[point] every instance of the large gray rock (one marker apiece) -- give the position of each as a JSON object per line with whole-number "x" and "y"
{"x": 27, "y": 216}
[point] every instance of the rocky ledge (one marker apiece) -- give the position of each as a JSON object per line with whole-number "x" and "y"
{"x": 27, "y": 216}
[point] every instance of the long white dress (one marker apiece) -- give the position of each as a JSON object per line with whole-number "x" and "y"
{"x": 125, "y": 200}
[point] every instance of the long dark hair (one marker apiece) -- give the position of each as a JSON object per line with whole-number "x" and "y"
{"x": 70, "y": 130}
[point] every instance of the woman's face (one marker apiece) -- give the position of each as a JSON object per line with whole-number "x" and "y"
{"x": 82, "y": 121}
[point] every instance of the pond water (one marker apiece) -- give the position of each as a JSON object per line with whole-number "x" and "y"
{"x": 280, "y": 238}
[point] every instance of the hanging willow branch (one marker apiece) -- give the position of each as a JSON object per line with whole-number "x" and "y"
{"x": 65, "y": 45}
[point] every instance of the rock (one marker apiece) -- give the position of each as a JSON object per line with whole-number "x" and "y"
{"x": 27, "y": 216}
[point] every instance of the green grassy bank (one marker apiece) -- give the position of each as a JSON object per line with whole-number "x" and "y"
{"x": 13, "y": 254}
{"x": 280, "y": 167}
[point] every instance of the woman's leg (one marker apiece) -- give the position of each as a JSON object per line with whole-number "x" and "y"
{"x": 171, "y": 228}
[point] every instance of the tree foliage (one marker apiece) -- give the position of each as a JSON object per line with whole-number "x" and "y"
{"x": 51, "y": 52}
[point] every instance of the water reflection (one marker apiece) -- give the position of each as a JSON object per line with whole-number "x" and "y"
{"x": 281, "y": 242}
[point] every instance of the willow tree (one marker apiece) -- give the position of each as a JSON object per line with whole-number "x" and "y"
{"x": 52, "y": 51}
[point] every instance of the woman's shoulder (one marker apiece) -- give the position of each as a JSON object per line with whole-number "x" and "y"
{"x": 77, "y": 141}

EXERCISE DETAILS: Exact transcription of the records is all that is wanted.

EXERCISE OUTPUT:
[point] every instance of the large gray rock (one marker apiece) -- give the position of each as a JSON object per line with whole-number "x" and "y"
{"x": 27, "y": 216}
[point] every instance of the rocky ledge (one marker apiece) -- give the position of each as a JSON object per line with whole-number "x" and "y"
{"x": 27, "y": 216}
[point] every instance of the long white dress (one marker apiece) -- give the position of each as a JSON object per line with whole-number "x" and "y"
{"x": 125, "y": 200}
[point] every instance of the long dark hair (one marker apiece) -- give the position of each as a JSON object per line with whole-number "x" and "y"
{"x": 70, "y": 130}
[point] every instance of the woman's face (one marker apiece) -- give the position of each as a JSON object per line with whole-number "x" and "y"
{"x": 82, "y": 121}
[point] every instance of the pond water (one marker apiece) -- give the position of each as a JSON object per line with whole-number "x" and "y"
{"x": 280, "y": 238}
[point] every instance of the hanging willow branch (one marker apiece) -- give the position of each as a JSON object per line with whole-number "x" and "y"
{"x": 65, "y": 45}
[point] every instance of the rock (one marker apiece) -- give the position of each as a JSON object per line with whole-number "x" and "y"
{"x": 27, "y": 216}
[point] every instance of the green grassy bank (one marker apiece) -- give the position of each as a JSON object per line with whole-number "x" and "y"
{"x": 13, "y": 254}
{"x": 280, "y": 167}
[point] every instance of the woman's leg (one marker apiece) -- give the position of each as a JSON object per line with whole-number "x" and "y"
{"x": 171, "y": 228}
[point] every instance of the tree foliage (one marker apiece) -- give the position of each as a JSON object per line with whole-number "x" and "y"
{"x": 51, "y": 52}
[point] every instance of the water reflection (one marker apiece) -- give the position of each as a JSON object per line with whole-number "x" and "y"
{"x": 281, "y": 242}
[point] every instance of the willow tree (one marker apiece) -- give the position of each as a JSON object per line with whole-number "x" and "y"
{"x": 52, "y": 51}
[point] every instance of the woman's shoulder (one marker apiece) -- give the position of each as a JSON object per line with whole-number "x" and "y"
{"x": 77, "y": 141}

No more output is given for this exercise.